◆ DOCUMENT EXTRACT ◆
The diagnosis of berylliosis is confirmed by the combination of a positive BeLPT test and histologically proven granulomatosis [37,39].

3.7. Treatment and Outcome

Although no study has demonstrated its benefit, the cessation of Be exposure is recommended to limit its accumulation in the lungs [3]. No randomized data exist regarding the efficacy of treatments for berylliosis. Corticosteroids are the treatment of choice based on the similarity to sarcoidosis treatment. The classic corticosteroid initiation regimen follows that of sarcoidosis, typically 0.5 mg/kg/day of prednisone. However, higher doses are often required [41], for a longer duration, often lifelong [40], with relapses upon cessation [69]. Based on the experience provided with low-dose methotrexate therapy for sarcoidosis, this agent is often chosen for refractory CBD [70]. The mortality of berylliosis would range between 5 and 38% [71], due to terminal respiratory failure and chronic pulmonary heart [69]. Be is a recognized carcinogen, although data supporting its carcinogenicity in humans are derived from animal or in vitro data [72].

3.8. Summary

Our patient met the criteria for berylliosis, presenting with multi-organ granulomatous lesions and demonstrated lymphocytic sensitivity to beryllium. Chronic inhalation of Be salts in the workplace initiated the disease. His history of untreated sarcoidosis and multiple treatment for suspected tuberculosis without positive culture or PCR results are probably misdiagnosed manifestations of berylliosis. Surprisingly, his pulmonary symptoms were mild compared with his extra-thoracic organ involvement. Sustained urinary excretion and inflammatory response resulted in lesions mainly located in the urinary tract and kidneys, along with the lungs, but also possibly in the skin and sinuses, for which no biopsies were performed.

Retrospectively, renal mass biopsy prior to surgery would have been beneficial to avoid an ultimately unnecessary nephrectomy. Thirty percent of suspected renal masses would be benign and may not need an intervention. However, there is no global consensus on the management of T1a renal tumors [73].

Progressive renal dysfunction is likely multifactorial, having first experienced several episodes of obstructive acute kidney failure. Our patient also experienced episodes of tubulointerstitial nephritis, characterized by visible lymphocytic infiltration in the renal biopsy (Figure 3). Granulomas were not found in the renal sections examined, consistent with the literature, although they may have been present in other segments of the kidney that were not analyzed.

Finally, the present case illustrates the lack of robust epidemiological data about extra pulmonary berylliosis, mostly based on old case reports or small-scale autopsy results targeting the lungs. Renal and urinary tract granulomatous involvements have been probably missed because most berylliosis patients remain pauci-symptomatic.

4. Conclusions

CBD is a rare but underdiagnosed disease, often difficult to distinguish from sarcoidosis. Urothelial involvement in berylliosis has never been described to date. We describe a unique case of multisystemic berylliosis, dramatically associated with diffused urothelial granulomatous infiltration and pseudo-tumors, along with interstitial nephritis, ultimately responsible for end-stage kidney failure and the need for extra-renal epuration. This case illustrates the need to reconsider chronic berylliosis as a granulomatous disease less restricted to the lung than commonly believed. The progression of our patient to requiring dialysis could potentially have been mitigated with earlier identification and a broader consideration of the differential diagnosis, including conditions not traditionally associated with urological or nephrological presentations.

◆ WORK TO COMPLETE ◆
#1 According to the berylliosis case report, what prednisone dose is typically used to start corticosteroid treatment?
#2 Translate this sentence from the berylliosis case report into Spanish: "Corticosteroids are the treatment of choice based on the similarity to sarcoidosis treatment."

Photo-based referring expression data

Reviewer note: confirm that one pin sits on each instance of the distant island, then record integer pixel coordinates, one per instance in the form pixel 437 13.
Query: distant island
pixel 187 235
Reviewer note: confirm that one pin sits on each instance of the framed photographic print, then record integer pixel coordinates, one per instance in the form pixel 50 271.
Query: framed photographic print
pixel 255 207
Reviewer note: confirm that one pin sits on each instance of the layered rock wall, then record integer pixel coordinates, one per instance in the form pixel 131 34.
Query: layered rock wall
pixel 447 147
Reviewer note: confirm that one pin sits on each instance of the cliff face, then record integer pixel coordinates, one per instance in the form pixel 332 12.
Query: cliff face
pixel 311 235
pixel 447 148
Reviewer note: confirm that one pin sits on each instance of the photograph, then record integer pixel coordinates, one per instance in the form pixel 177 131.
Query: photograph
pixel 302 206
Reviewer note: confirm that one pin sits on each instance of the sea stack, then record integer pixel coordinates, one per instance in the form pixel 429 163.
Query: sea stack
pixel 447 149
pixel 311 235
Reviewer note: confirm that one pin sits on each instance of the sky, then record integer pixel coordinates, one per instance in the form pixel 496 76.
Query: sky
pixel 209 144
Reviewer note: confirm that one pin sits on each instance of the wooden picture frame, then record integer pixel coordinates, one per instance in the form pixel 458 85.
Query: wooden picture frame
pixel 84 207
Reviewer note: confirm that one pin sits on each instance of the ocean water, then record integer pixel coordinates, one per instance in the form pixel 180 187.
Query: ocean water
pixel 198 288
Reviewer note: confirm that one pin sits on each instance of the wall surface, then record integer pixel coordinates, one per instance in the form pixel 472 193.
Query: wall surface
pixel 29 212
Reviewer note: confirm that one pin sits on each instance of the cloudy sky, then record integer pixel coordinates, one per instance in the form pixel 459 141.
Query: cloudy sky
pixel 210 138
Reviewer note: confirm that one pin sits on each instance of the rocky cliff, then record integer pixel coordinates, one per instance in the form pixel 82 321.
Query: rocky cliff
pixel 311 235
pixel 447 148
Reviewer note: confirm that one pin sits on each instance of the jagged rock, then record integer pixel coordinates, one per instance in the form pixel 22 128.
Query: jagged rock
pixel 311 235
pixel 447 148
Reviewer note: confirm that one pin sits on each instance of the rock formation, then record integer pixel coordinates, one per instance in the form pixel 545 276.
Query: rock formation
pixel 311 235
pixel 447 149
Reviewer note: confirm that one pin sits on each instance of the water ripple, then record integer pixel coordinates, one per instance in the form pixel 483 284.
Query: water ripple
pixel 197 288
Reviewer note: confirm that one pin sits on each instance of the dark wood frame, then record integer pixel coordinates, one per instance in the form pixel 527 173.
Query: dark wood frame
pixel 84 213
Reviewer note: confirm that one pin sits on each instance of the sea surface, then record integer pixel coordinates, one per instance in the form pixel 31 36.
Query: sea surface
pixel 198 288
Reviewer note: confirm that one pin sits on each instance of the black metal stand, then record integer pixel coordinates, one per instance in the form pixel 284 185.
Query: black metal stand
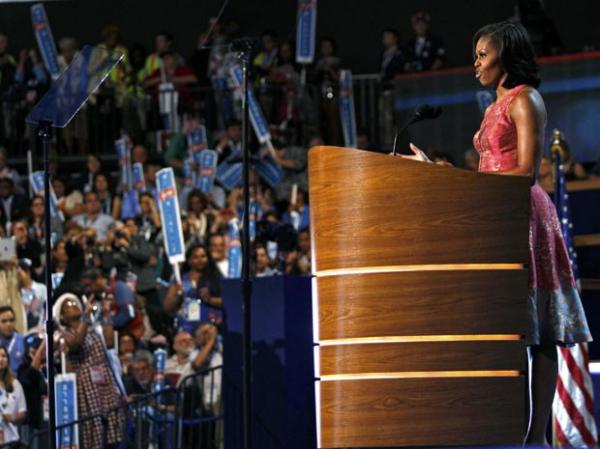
pixel 43 134
pixel 244 55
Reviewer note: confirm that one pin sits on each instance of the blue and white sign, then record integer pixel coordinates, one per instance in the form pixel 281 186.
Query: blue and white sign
pixel 306 31
pixel 347 114
pixel 229 174
pixel 124 156
pixel 259 124
pixel 45 40
pixel 206 160
pixel 65 388
pixel 139 182
pixel 37 183
pixel 169 214
pixel 234 252
pixel 197 139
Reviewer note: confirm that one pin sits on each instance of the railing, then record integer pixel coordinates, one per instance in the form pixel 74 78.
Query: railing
pixel 187 415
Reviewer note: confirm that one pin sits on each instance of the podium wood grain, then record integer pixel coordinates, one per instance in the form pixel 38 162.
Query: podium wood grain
pixel 417 348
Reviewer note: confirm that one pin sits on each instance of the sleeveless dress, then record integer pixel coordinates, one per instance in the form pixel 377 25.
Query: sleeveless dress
pixel 555 310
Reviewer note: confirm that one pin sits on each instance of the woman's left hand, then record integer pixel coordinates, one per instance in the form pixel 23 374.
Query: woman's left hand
pixel 419 155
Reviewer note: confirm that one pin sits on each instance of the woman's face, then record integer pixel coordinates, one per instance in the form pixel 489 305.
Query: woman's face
pixel 488 67
pixel 198 259
pixel 101 184
pixel 3 359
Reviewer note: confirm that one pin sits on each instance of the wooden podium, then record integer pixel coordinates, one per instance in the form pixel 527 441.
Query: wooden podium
pixel 419 301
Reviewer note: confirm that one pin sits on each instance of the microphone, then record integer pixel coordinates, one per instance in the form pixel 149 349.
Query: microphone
pixel 422 112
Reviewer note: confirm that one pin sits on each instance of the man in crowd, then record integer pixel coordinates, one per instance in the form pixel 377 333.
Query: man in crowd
pixel 93 218
pixel 13 341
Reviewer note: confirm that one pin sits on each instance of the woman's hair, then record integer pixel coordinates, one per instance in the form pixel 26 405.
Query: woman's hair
pixel 7 375
pixel 516 52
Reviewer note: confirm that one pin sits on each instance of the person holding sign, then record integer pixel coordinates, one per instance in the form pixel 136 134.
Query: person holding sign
pixel 199 285
pixel 97 390
pixel 12 401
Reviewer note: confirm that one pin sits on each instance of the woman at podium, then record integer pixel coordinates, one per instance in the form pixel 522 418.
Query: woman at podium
pixel 510 141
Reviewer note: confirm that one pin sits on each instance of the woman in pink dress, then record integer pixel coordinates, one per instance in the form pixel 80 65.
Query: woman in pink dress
pixel 510 141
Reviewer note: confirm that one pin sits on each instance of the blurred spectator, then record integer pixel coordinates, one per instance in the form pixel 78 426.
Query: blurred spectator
pixel 139 380
pixel 200 282
pixel 12 399
pixel 327 76
pixel 424 51
pixel 14 206
pixel 10 339
pixel 97 390
pixel 93 218
pixel 262 262
pixel 32 378
pixel 70 201
pixel 28 249
pixel 85 181
pixel 542 31
pixel 392 59
pixel 110 203
pixel 218 251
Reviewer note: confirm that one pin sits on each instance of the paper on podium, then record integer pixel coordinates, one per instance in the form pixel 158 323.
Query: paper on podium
pixel 74 86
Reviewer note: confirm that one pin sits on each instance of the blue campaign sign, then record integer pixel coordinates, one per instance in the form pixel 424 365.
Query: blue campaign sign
pixel 259 124
pixel 234 252
pixel 65 388
pixel 229 174
pixel 124 156
pixel 269 170
pixel 139 182
pixel 197 139
pixel 45 40
pixel 169 213
pixel 37 183
pixel 206 160
pixel 347 114
pixel 306 31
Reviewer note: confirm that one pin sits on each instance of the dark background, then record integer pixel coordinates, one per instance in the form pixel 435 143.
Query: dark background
pixel 355 24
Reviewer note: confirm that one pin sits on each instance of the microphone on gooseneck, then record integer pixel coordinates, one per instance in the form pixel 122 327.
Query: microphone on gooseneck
pixel 422 112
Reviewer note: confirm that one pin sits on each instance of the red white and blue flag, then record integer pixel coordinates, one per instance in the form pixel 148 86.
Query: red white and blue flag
pixel 573 407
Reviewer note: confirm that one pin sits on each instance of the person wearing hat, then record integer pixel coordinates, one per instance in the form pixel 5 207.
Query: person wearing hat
pixel 424 51
pixel 86 350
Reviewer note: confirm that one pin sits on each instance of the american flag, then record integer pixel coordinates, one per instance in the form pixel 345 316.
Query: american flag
pixel 573 407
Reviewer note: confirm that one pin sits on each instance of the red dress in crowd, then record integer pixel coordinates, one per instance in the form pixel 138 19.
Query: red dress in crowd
pixel 555 310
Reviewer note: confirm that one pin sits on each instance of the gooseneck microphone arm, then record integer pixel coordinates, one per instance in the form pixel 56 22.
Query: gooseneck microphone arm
pixel 422 112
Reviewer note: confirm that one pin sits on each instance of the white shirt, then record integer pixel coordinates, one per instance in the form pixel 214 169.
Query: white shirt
pixel 13 404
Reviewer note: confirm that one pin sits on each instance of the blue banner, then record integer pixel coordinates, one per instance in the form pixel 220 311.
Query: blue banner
pixel 229 174
pixel 169 214
pixel 306 31
pixel 65 388
pixel 259 124
pixel 37 183
pixel 139 182
pixel 347 114
pixel 269 170
pixel 234 252
pixel 45 40
pixel 124 156
pixel 197 139
pixel 206 160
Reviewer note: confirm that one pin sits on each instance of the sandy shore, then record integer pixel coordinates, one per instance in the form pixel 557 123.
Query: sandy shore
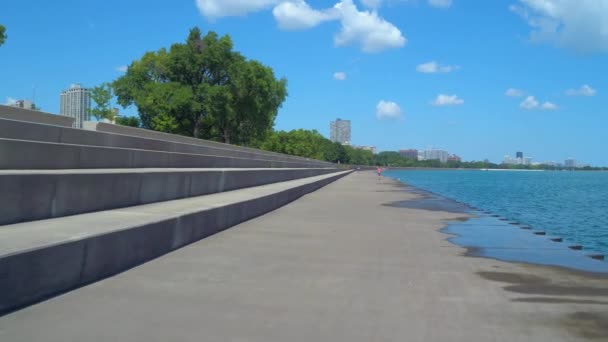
pixel 341 264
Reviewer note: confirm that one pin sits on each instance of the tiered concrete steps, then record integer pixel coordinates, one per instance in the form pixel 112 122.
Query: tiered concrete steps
pixel 77 206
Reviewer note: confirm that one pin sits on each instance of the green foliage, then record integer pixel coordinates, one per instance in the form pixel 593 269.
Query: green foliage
pixel 2 34
pixel 102 95
pixel 130 121
pixel 202 88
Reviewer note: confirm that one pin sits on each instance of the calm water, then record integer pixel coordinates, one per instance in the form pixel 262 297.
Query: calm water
pixel 571 205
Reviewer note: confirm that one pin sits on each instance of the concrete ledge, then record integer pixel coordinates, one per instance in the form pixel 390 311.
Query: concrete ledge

◆ PROBLEM SOLUTIONS ◆
#1 The typical starting dose is 0.5 mg/kg/day of prednisone.

#2 Los corticosteroides son el tratamiento de elección, basándose en la similitud con el tratamiento de la sarcoidosis.